**Task brief**
Without any of the pictures, transcribe all the lines below exactly.

'''

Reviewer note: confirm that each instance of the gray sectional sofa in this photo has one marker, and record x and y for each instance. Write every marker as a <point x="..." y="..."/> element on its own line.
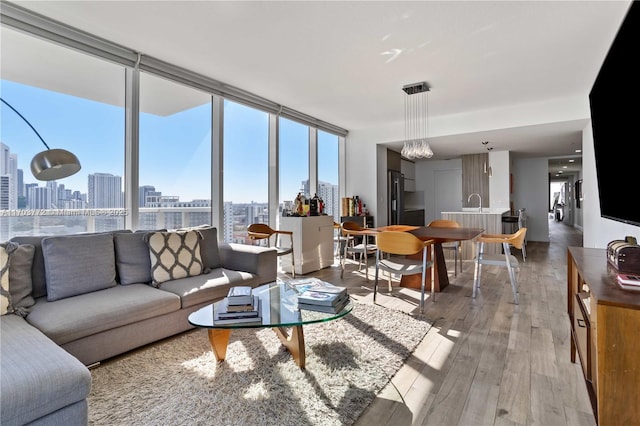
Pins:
<point x="75" y="300"/>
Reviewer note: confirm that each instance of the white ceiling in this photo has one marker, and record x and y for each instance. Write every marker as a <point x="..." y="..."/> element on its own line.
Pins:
<point x="345" y="62"/>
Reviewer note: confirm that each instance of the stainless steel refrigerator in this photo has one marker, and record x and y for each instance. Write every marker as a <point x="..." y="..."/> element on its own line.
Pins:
<point x="395" y="195"/>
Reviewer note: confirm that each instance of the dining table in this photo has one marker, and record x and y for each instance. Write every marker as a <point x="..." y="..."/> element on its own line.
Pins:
<point x="439" y="236"/>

'''

**Written response**
Reviewer note: confirm that each instance of the gray sectional sofa in this photo has one marker, and record x and y for each instance. Write every marker as a <point x="..." y="..."/> element on its own line.
Pins:
<point x="75" y="300"/>
Reviewer note: confirm that each instance of the white ceiling in this photo has one marker, and record x and y for each instance. Write every marker as a <point x="..." y="..."/> element on its own line.
Pins:
<point x="345" y="62"/>
Reviewer note: confirm that each instance of the stainless steel refrigerator in this photo has one marker, and record x and y for each instance. Write every marker as a <point x="..." y="..."/> element on its own line.
Pins:
<point x="395" y="195"/>
Reviewer note: confirm that each instance of the dining table in this photo has one marker, and record x and y for each instance. Write every marker as a <point x="..." y="..."/> element on its own line.
Pins:
<point x="439" y="236"/>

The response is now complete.